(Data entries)

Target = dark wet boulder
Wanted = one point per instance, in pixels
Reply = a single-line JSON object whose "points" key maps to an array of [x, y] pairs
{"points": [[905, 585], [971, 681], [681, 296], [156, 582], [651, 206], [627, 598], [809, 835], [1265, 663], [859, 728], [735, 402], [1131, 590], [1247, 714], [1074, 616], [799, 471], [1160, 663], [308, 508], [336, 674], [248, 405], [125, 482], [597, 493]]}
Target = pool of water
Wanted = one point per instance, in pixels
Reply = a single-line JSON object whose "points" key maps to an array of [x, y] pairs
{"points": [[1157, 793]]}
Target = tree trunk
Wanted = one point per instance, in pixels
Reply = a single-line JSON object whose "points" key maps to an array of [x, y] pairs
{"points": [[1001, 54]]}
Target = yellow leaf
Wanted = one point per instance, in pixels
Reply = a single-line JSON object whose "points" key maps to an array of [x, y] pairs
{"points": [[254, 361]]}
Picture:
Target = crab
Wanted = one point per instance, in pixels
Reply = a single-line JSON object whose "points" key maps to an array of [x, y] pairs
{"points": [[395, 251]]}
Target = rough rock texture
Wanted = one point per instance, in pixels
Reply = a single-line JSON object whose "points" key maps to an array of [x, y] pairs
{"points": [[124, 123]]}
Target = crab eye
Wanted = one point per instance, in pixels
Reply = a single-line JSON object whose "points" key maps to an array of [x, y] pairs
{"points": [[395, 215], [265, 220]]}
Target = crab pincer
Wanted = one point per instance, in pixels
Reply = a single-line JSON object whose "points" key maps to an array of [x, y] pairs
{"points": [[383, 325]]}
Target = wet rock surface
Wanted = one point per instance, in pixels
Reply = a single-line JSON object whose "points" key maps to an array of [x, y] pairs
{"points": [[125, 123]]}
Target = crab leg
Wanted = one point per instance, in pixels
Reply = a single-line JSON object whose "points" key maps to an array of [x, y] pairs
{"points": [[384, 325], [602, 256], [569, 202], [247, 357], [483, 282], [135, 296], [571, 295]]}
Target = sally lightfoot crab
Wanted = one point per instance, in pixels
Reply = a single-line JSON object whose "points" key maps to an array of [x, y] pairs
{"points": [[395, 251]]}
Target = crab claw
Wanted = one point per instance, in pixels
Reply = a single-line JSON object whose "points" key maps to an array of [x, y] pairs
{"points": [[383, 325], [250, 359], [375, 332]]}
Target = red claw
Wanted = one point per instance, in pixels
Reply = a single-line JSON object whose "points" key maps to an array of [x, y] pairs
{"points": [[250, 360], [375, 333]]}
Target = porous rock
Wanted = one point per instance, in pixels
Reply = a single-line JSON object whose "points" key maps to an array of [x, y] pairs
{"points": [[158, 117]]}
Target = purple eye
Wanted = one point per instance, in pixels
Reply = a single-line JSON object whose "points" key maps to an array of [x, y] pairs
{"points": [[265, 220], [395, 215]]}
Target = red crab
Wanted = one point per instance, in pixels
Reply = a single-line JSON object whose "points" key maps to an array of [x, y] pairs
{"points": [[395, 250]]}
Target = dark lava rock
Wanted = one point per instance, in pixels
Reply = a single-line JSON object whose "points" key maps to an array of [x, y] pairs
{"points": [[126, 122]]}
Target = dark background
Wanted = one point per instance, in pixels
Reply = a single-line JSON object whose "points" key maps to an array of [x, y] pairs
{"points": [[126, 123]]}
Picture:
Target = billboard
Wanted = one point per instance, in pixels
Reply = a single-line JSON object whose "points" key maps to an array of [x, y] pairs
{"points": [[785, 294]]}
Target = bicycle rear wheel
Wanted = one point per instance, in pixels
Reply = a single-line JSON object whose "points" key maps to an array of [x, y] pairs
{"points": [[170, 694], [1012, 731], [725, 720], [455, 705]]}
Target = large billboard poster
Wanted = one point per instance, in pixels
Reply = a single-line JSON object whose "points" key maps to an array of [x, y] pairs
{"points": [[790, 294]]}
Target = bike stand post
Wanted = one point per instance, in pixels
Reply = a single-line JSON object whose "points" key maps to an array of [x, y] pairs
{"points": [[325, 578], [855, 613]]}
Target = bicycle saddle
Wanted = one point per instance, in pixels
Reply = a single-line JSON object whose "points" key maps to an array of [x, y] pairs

▶ **DIRECTIONS**
Update the records above by replacing "instance" with "object" throughout, and leave everything else unchanged.

▶ **EXERCISE ANSWER**
Target = dark wet boulder
Wanted = one point per object, in pixels
Reply = a single-line JSON object whose "points" key maps to an array of [x, y] pairs
{"points": [[905, 585], [971, 681], [681, 296], [156, 582], [651, 206], [627, 598], [809, 835], [1265, 663], [859, 728], [735, 402], [1131, 590], [1247, 714], [1074, 616], [799, 471], [1160, 663], [308, 508], [336, 674], [248, 405], [125, 482], [597, 493]]}
Target = pool of water
Wanted = one point per object, in pixels
Reply = a single-line JSON object whose "points" key maps to an array of [x, y] pairs
{"points": [[1157, 793]]}
Target = tree trunk
Wanted = one point per object, in pixels
Reply = a single-line JSON object whose "points" key maps to an array of [x, y] pairs
{"points": [[1001, 54]]}
Target = yellow leaf
Wanted = one point per object, in pixels
Reply = a single-line JSON object whose "points" key maps to an array of [x, y] pairs
{"points": [[254, 361]]}
Picture:
Target = crab
Wanted = one point per object, in pixels
Reply = a single-line JSON object whose "points" key maps to an array of [x, y] pairs
{"points": [[395, 251]]}
Target = rough rock texture
Wanted = one point per object, in pixels
Reply = a single-line JSON object whose "points" key maps to an array of [x, y] pairs
{"points": [[124, 123]]}
Target = crab eye
Wanted = one point per object, in pixels
Reply = a single-line JSON object whose "points" key maps to an array of [x, y] pairs
{"points": [[395, 215], [265, 220]]}
Target = crab pincer
Wanted = one point per object, in pixels
Reply = a single-line JSON object whose "points" key maps to an array of [x, y] pairs
{"points": [[383, 325]]}
Target = wet rock surface
Wanted = one point per object, in pixels
Reply = a single-line JSON object whose "points" key maps to an array of [x, y] pairs
{"points": [[125, 123]]}
Target = crab leg
Wanted = one point per object, in pixels
Reply = a single-line JSON object whose "points" key maps to an array of [x, y] pairs
{"points": [[384, 325], [602, 256], [569, 202], [247, 357], [483, 282], [135, 296], [571, 295]]}
Target = sally lightfoot crab
Wanted = one point per object, in pixels
Reply = a single-line JSON object whose "points" key maps to an array of [x, y] pairs
{"points": [[395, 251]]}
Target = crab claw
Wanted = one point per object, in pixels
Reply = a single-line JSON object whose "points" key maps to an array of [x, y] pairs
{"points": [[383, 325], [250, 359], [375, 332]]}
Target = red claw
Wanted = one point per object, in pixels
Reply = a single-line JSON object whose "points" key maps to an array of [x, y] pairs
{"points": [[250, 360], [375, 333]]}
Target = porous rock
Wanted = one point per object, in pixels
Reply = a single-line JSON object whose "points" key maps to an array of [x, y] pairs
{"points": [[158, 117]]}
Target = purple eye
Wanted = one point per object, in pixels
Reply = a single-line JSON object whose "points" key maps to an array of [x, y] pairs
{"points": [[265, 220], [395, 215]]}
Target = red crab
Wanted = one point per object, in pixels
Reply = a single-line JSON object whose "points" key maps to an array of [x, y] pairs
{"points": [[395, 250]]}
Target = dark lava rock
Wanted = one point per object, in pixels
Reply = a single-line JSON object whose "points" key maps to an array of [x, y] pairs
{"points": [[126, 122]]}
Target = dark background
Wanted = one point per object, in pixels
Reply = a single-line JSON object whose "points" key maps to an array of [x, y] pairs
{"points": [[126, 123]]}
Picture:
Target = billboard
Wanted = one point per object, in pixels
Reply = a single-line JSON object whose "points" key maps to an array of [x, y] pairs
{"points": [[785, 294]]}
Target = bicycle rear wheel
Wanted = one point per object, in pixels
Reply = a single-line JSON object whose "points" key maps to an array of [x, y] pairs
{"points": [[170, 694], [1012, 731], [725, 720], [455, 705]]}
Target = large billboard poster
Wanted = one point per object, in pixels
Reply = a single-line JSON object whose "points" key maps to an array of [x, y] pairs
{"points": [[790, 294]]}
Target = bike stand post
Wanted = one point per object, in pixels
Reply = a single-line JSON object whose "points" key maps to an array of [x, y] pairs
{"points": [[325, 578], [855, 613]]}
Target = bicycle saddle
Wanted = one point per object, in pixels
Reply = a single-line JSON object whose "points" key maps to an array of [x, y] pairs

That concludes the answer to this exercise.